**What you should do:** Render every line of the records below as a Markdown table with two columns, "Row" for a running number and "Line" for the line itself. Leave out blank lines.

[BEGIN]

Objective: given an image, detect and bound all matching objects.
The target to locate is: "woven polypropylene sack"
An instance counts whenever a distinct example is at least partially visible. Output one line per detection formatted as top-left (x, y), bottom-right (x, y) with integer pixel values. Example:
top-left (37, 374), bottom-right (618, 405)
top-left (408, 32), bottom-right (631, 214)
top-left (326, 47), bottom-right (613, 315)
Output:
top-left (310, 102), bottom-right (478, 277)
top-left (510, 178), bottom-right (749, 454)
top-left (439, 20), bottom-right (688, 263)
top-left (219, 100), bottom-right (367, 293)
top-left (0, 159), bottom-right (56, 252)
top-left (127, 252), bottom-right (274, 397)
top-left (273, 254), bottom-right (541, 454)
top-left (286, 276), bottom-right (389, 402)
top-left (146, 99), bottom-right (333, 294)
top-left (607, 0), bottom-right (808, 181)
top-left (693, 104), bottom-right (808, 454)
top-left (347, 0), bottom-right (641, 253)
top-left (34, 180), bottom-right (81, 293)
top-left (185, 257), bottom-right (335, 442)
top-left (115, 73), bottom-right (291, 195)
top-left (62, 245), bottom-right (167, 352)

[END]

**Written answer:**
| Row | Line |
|---|---|
| 1 | Objective: given an image, detect and bound all matching objects. |
| 2 | The target to locate is: "woven polypropylene sack" |
| 3 | An instance counts whenever a distinct example is at least partially visible. Output one line per detection formatted as top-left (x, y), bottom-right (x, y) with integer pixel values. Example: |
| 4 | top-left (37, 374), bottom-right (618, 405) |
| 5 | top-left (408, 32), bottom-right (631, 214) |
| 6 | top-left (326, 47), bottom-right (613, 315) |
| 7 | Output: |
| 8 | top-left (310, 102), bottom-right (478, 277) |
| 9 | top-left (510, 178), bottom-right (749, 454) |
| 10 | top-left (439, 20), bottom-right (688, 263) |
| 11 | top-left (219, 100), bottom-right (367, 293) |
| 12 | top-left (0, 159), bottom-right (56, 252) |
| 13 | top-left (127, 252), bottom-right (274, 397) |
| 14 | top-left (273, 254), bottom-right (541, 454) |
| 15 | top-left (286, 276), bottom-right (389, 402) |
| 16 | top-left (146, 99), bottom-right (333, 294) |
| 17 | top-left (607, 0), bottom-right (808, 181) |
| 18 | top-left (693, 104), bottom-right (808, 454) |
| 19 | top-left (347, 0), bottom-right (641, 253) |
| 20 | top-left (34, 180), bottom-right (81, 293) |
| 21 | top-left (185, 257), bottom-right (335, 442) |
| 22 | top-left (115, 73), bottom-right (291, 195) |
| 23 | top-left (62, 245), bottom-right (167, 352) |